> GEGEVEN OPDRACHT
Schrijf alle onderstaande vermeldingen letterlijk en regel voor regel over.

■ ■ ■ ■

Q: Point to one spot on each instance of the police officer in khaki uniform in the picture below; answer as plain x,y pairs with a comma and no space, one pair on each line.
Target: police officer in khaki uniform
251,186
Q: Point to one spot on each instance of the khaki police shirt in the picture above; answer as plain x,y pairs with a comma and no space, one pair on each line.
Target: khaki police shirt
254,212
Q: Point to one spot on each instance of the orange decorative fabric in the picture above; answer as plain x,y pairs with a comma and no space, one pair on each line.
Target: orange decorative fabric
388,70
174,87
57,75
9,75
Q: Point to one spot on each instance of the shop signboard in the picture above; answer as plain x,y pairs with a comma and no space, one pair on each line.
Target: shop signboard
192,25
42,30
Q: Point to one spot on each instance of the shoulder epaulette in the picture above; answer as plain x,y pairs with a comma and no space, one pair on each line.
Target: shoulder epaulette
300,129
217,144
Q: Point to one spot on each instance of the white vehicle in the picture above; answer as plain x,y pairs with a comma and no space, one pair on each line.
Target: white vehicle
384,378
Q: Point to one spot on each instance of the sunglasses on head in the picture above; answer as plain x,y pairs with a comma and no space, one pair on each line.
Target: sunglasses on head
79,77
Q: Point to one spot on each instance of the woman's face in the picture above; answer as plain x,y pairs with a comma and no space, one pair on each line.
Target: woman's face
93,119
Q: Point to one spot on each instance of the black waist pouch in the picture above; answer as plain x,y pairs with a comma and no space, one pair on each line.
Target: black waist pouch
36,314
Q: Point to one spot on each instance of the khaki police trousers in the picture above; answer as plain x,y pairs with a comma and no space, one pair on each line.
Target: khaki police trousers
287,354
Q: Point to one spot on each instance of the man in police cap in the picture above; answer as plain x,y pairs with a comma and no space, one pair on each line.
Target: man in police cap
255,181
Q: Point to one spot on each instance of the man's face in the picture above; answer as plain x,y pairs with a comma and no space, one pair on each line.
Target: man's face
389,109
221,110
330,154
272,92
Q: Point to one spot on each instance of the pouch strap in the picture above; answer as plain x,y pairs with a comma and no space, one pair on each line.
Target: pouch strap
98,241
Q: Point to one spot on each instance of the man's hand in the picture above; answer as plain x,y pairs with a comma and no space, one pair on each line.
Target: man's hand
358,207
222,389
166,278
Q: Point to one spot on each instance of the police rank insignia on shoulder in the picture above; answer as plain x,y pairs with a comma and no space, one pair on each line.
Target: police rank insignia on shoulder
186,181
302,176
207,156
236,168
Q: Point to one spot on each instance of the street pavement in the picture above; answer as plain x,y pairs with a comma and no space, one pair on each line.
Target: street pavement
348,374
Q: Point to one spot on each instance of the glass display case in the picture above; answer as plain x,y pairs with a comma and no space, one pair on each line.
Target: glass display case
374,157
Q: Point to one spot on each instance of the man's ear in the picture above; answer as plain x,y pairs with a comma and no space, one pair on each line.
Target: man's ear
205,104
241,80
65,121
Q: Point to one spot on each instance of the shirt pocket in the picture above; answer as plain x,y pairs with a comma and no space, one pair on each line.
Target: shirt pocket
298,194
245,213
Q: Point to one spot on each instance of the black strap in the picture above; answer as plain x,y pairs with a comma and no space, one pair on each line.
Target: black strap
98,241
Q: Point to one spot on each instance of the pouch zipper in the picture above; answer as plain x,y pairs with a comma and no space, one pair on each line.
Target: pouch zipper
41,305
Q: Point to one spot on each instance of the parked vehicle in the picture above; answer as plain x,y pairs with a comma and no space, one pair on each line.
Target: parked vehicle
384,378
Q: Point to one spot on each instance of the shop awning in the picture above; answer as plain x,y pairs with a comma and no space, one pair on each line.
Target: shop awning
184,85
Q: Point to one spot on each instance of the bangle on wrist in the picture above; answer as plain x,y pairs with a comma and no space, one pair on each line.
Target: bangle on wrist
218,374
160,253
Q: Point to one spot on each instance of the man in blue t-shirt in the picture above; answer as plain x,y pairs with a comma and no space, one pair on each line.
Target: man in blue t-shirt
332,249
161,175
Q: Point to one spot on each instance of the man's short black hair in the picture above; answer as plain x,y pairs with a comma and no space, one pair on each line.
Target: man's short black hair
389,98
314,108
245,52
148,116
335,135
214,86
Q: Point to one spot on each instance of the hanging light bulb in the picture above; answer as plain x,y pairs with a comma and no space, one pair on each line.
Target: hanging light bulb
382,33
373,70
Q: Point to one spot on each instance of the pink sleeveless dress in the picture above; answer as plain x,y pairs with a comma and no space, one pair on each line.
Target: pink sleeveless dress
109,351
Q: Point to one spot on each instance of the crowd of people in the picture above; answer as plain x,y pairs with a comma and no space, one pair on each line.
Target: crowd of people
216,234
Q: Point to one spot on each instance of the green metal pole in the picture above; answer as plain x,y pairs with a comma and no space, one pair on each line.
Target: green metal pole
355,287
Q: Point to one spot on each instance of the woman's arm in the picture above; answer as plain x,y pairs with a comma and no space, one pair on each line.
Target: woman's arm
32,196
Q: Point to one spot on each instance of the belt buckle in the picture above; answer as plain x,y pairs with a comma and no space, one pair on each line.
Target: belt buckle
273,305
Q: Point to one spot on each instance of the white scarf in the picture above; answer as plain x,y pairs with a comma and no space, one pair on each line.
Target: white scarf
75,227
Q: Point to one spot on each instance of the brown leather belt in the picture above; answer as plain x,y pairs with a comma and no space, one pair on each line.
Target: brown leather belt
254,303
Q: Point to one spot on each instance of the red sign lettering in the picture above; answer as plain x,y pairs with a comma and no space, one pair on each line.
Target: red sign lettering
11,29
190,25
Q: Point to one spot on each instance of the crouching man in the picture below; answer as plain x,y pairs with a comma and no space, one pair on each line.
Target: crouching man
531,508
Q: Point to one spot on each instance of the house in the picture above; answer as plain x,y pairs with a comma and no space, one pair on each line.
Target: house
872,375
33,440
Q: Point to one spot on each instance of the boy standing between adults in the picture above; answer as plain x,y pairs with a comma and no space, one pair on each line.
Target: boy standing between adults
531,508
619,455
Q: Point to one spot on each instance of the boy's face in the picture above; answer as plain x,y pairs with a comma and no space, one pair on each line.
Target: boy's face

■ ■ ■ ■

> UITWERKING OPDRACHT
Q: Point to one spot on each instance of the police officer in khaki uniform in the picture below; answer as plain x,y pairs with a comma and no space, one pair on each line.
Target: police officer in khaki uniform
251,186
Q: Point to one spot on each instance of the khaki police shirt in the picture above; answer as plain x,y pairs with a comma and no space, one pair on each line.
Target: khaki police shirt
254,212
Q: Point to one spot on each instance of the orange decorative fabric in the picture above; answer as plain x,y pairs with a comma and no space, one pair on each line.
Target: orange decorative fabric
388,70
174,87
57,75
9,75
Q: Point to one spot on each instance of the shop signboard in the picture above; answer as plain x,y pairs with a comma and no space, one pair on each line.
Target: shop signboard
192,25
42,30
Q: Point to one spot on each instance of the shoulder epaulette in the picture above; answer as plain x,y pairs with a comma and no space, one pair on each line.
Target: shoulder epaulette
300,129
217,144
Q: Point to one spot on each instance of the white vehicle in the picture above; answer as plain x,y pairs with a comma and no space, one pair on each line.
Target: white vehicle
384,378
Q: Point to one spot on each instance of the sunglasses on head in the picture above; answer as plain x,y pairs with a comma and no space, one pair on each line.
Target: sunglasses on head
79,77
Q: Point to one spot on each instance of the woman's face in the picture above; answer as plain x,y pairs with a comma and no space, one pair on each line.
Target: woman's face
93,119
Q: Point to one spot on each instance of the black waist pouch in the picture above; answer as plain x,y pairs with a comma and no space, one pair on each line.
Target: black waist pouch
36,314
Q: Point to one spot on each instance of the khaki police trousers in the picture above; answer as plain x,y pairs with a comma and no space, one pair on each line.
Target: khaki police trousers
287,354
Q: Point to one spot on each instance of the man in police cap in the picture above; answer as plain x,y pairs with a comma and no space, one pair on each line.
Target: man in police cap
255,181
Q: Point to one spot on each instance of the man's face in the picture above; answer as plain x,y pairs with a comma and no space, one pair on each line.
Target: man's face
389,109
221,110
330,154
272,92
Q: Point to one spot on each instance of the pouch strap in the picture above; answer as plain x,y pairs with a comma and no space, one pair on each line.
Target: pouch strap
98,241
Q: Point to one spot on each instance of the man's hand in the picture above; answer as plain x,y pairs with a comma and no space, one pair on each line.
Target: man's hand
358,207
222,389
166,278
Q: Point to one spot on each instance of the police rank insignia on shoulder in the picture above; answer as plain x,y pairs with a comma and no space, one pair on each line.
Target: police rank insignia on shoulder
186,181
302,176
207,156
236,168
Q: Point to one spot on each instance of the street pavement in the picture above; answer as plain x,y pairs with a comma and no space, one pair on each line.
Target: street pavement
348,374
Q: Point to one spot on each instance of the glass display case in the picture above; answer as plain x,y pairs with a comma and no space, one pair on each line.
Target: glass display case
374,157
Q: Point to one spot on each instance of the man's ear in the picture above; answer as plain x,y pairs with a comma and no space, one pair on each line.
Target: man's ear
205,104
241,80
65,121
Q: Point to one spot on each instance of the shirt pocket in the picture above; answer as plain x,y pairs with a comma and no space, one pair on each line.
Target: shirt pocket
298,194
245,213
Q: Point to one spot on each instance of the black strap in the picture above; answer as plain x,y pairs with a comma and no space, one pair on each line.
Target: black strap
98,241
Q: Point to one spot on each instance of the pouch zipper in the picture above; answer as plain x,y pairs with a comma and no space, one pair on each line.
Target: pouch zipper
41,305
Q: Point to one spot on each instance of the parked vehicle in the picture above; answer as plain x,y pairs with a comma and no space, one pair on each line.
Target: parked vehicle
384,378
Q: Point to one spot on each instance of the shop awning in the picture above; answer as plain x,y pairs with a comma and no space, one pair on each line.
Target: shop awning
184,85
Q: Point to one spot on each instance of the bangle on wrist in the picture above; answer as plain x,y pairs with a comma and no space, one pair on each line.
Target: bangle on wrist
218,374
160,253
Q: Point to one spot on each instance of the man in blue t-shirt in the picture above; answer as plain x,y pairs with a comma and no space, one pair on each line.
Target: man in blue t-shirt
332,249
161,175
Q: Point to one spot on each instance of the man's short black hair in the picture above; answer as plain x,y pairs with a comma and no space, one pair on each line.
Target: man's short black hair
389,98
314,108
245,52
148,116
335,135
214,86
Q: Point to one spot on each instance of the hanging light bulb in the picture above; answer as plain x,y pairs with a comma and no space, one pair on each line.
Target: hanging light bulb
382,33
373,70
Q: Point to one spot on each instance of the pink sleeveless dress in the picture above; answer as plain x,y pairs with a comma and no space, one pair on each line.
Target: pink sleeveless dress
109,351
Q: Point to one spot on each instance of the crowd of people in the picture above; answer as plain x,y pairs with a comma and no space, one pair on each line.
Target: crowd of people
216,234
Q: Point to one spot on each instance of the green metal pole in the picture above; answer as plain x,y pairs with a comma and no space, one pair on each line.
Target: green metal pole
355,287
Q: Point to one spot on each instance of the woman's arm in the picture above; answer as plain x,y pairs with a comma and no space, one pair on each line.
Target: woman's arm
32,196
Q: Point to one spot on each instance of the belt buckle in the picture above; answer as plain x,y pairs with a comma and no space, one pair on each line.
Target: belt buckle
273,305
Q: Point to one spot on each instance of the white scarf in the picture above; answer as plain x,y pairs with a comma and no space, one pair on each line.
Target: white scarf
75,227
Q: Point to one spot on each instance of the brown leather belt in the picture above; answer as plain x,y pairs with a comma and no space, one pair on each line.
Target: brown leather belt
254,303
Q: Point to one spot on each instance of the red sign lettering in the picture above; answer as plain x,y pairs with a comma and no space, one pair on each line.
Target: red sign lettering
11,29
190,25
Q: Point to one spot on each instance of the crouching man in the picture below; answer as plain x,y pairs with a comma and no space, one pair on each line.
Target: crouching man
531,508
Q: Point to one spot on each instance of the house in the picture above; answer as plain x,y pairs with a comma and no space, one pair on each line.
Target: house
872,375
33,440
Q: Point to one spot on each instance of the boy standing between adults in the picture above; answer as plain x,y pairs with a comma and no space, one pair on each line.
Target: boy standing between adults
531,508
619,455
Q: Point to one spot on each instance of the boy's face in the picture above; answer as plain x,y pairs with a comma and no space, one pair on each line.
Target: boy's face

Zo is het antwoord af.